··· Teks yang disediakan

Oleh Adi Arwan Alimin (Komisioner KPU Provinsi Sulbar)
“Wartawan berada di posisi yang mana, antara rakyat atau pemerintah?”
“Apa pentingnya menjadi seorang wartawan?”
Pertanyaan ini diajukan Andi Macoa Gau dan Alfian peserta Diklat Jurnalistik yang digelar Lembaga Pers Mahasiswa (Lapersma) Institut Teknologi dan Bisnis (ITB) Muhammadiyah, Polewali, Sabtu 1 April 2023. Kampus mereka berada di bilangan Kuningan, Wonomulyo.
Usai tarwih 10 peserta diklat jurnalistik memasuki ruang multimedia ITB. Dua peserta lainnya disebut telat hadir. Mengapa peserta terlihat minim orang? Bagi saya candradimuka dasar bagi calon jurnalis muda ini, tidak mesti dihadiri tumpahan orang. Jurnalis atau penulis, jumlahnya memang terbilang jari, pembacalah yang berlimpah.
Awal tahun 2000-an di Sedona Makassar, saya bersama tujuh wartawan muda dari lima provinsi di Indonesia timur mengikuti workshop jurnalistik yang digelar Unesco. Badan Dunia PBB ini menghadirkan Arya Gunawan, mantan wartawan Kompas, BBC London, yang menjadi mentor jurnalistik Asia Tenggara. Saya datang sebagai wartawan Radio Suara Sawerigading.
Peserta yang sedikit memungkinkan daya serap sangat tinggi, selama kegiatan semua orang harus berbicara. Saat bertemu mas Arya Gunawan di Palembang 10 tahun kemudian, beliau masih mengenal dengan baik. Bahkan senior inilah yang menyapa duluan, saya kuatir tidak diingat lagi.
Demikianlah semalam. Hingga pukul 22.15 saya menyudahi antusias anak-anak muda yang terus menyauk. 120 menit itu seperti hitungan amat cepat untuk menandingi rasa ingin tahu mereka. Dijamu secangkir kopi dan bosara berisi donat warna-warni, sharing berlangsung semangat. Rekrutmen reporter untuk pers kampus selalu meluberkan ledakan harapan.
Saat di newsroom saya selalu memberi perhatian lebih pada magang luaran media kampus. Saya tahu mereka datang membawa buntal idealisme yang terus mengapungkan elemen utama jurnalisme. Semalam di kampus ITBM saya menemukan pijakan itu yang lamat-lamat mereka benihkan.
Kami juga membincang tentang arus tahapan Pemilu 2024 yang terus beririsan. Mereka calon wartawan muda, juga pemilih yang kian skeptis. Kumpulan milenial kritis. Mereka akan menjadi pewarta muda sekaligus sebagai calon pemilih di Pemilu dan pemilihan tahun depan.

······
··· Data tersimpan

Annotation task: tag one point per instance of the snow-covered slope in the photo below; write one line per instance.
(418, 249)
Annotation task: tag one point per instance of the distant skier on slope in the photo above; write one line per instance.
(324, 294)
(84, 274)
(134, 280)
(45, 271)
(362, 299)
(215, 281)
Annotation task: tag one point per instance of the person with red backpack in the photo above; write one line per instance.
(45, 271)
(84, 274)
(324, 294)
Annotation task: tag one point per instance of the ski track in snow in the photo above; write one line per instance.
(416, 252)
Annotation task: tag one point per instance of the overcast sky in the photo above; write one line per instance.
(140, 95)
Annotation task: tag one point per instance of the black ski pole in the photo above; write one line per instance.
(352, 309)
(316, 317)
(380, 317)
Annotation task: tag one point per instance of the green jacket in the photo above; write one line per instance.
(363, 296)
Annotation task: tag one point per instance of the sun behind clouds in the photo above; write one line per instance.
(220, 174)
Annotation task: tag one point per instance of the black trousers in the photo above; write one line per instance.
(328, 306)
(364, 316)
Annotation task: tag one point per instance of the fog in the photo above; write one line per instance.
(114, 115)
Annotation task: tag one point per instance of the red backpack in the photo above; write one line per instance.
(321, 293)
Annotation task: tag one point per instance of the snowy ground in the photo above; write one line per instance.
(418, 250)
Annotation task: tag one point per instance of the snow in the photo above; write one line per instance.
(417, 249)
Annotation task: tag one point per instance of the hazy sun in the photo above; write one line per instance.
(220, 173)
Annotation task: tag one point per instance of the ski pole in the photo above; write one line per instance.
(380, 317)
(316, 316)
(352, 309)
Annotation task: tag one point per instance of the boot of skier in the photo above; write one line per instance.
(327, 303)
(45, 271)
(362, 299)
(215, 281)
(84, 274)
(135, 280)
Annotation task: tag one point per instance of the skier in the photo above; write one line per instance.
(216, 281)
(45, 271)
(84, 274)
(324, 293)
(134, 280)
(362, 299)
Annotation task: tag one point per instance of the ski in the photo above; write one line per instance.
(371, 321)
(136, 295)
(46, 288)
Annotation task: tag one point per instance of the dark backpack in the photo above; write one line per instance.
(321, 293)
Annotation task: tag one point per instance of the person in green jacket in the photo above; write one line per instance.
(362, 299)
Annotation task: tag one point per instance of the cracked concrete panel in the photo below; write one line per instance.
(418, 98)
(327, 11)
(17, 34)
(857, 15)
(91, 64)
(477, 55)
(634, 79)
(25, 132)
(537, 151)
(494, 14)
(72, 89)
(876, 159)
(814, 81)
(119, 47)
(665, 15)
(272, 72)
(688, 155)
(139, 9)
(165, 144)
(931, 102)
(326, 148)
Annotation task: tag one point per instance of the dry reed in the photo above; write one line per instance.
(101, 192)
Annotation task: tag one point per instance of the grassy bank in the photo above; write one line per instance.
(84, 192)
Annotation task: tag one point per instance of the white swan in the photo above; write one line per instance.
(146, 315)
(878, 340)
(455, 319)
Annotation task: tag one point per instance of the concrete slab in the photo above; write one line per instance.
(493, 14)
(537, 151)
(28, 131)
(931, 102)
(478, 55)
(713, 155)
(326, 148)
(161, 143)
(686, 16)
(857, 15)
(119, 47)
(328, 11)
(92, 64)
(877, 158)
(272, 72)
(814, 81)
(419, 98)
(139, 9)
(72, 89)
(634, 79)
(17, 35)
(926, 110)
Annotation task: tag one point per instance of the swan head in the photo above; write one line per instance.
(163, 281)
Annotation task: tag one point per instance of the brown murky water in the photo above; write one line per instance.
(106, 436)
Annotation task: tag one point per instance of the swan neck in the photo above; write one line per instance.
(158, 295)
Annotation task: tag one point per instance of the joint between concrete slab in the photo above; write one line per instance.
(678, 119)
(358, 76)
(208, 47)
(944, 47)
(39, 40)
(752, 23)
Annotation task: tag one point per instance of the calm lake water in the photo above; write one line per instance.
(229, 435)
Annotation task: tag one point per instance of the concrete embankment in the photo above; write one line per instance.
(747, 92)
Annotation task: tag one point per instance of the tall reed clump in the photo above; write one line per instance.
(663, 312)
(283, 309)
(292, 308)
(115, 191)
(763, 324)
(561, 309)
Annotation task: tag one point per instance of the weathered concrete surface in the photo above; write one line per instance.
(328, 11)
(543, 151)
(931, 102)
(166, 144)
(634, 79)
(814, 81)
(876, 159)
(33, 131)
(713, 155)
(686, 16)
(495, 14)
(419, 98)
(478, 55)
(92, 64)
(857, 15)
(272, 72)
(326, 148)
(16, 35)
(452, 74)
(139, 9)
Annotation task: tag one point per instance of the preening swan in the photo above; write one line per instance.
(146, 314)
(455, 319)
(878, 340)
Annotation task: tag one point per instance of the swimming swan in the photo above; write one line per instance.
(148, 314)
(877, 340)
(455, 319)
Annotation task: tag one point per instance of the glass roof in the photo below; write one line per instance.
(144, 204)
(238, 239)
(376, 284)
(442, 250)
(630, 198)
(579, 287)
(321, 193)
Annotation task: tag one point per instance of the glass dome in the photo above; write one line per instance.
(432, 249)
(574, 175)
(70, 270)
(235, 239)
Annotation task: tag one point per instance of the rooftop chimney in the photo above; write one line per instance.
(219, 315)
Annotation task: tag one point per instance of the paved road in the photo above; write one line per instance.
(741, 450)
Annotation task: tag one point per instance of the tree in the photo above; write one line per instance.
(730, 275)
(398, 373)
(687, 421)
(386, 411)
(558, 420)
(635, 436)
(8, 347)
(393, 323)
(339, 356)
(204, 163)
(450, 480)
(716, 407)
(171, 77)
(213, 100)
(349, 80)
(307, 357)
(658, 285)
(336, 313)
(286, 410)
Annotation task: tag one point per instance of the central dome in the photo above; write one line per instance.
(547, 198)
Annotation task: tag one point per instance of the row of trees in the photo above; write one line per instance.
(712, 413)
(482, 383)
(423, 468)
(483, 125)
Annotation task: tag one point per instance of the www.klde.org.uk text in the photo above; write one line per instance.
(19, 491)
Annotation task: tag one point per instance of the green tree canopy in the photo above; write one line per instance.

······

### Instruksi yang diberikan 1
Menurut teks tentang diklat jurnalistik, lembaga apa yang menggelar Diklat Jurnalistik itu?
### Instruksi yang diberikan 2
Tuliskan setiap nama orang yang disebut dalam teks tentang diklat jurnalistik.

### Keluaran 1
Lembaga Pers Mahasiswa (Lapersma) Institut Teknologi dan Bisnis (ITB) Muhammadiyah, Polewali.

### Keluaran 2
Adi Arwan Alimin, Andi Macoa Gau, Alfian, Arya Gunawan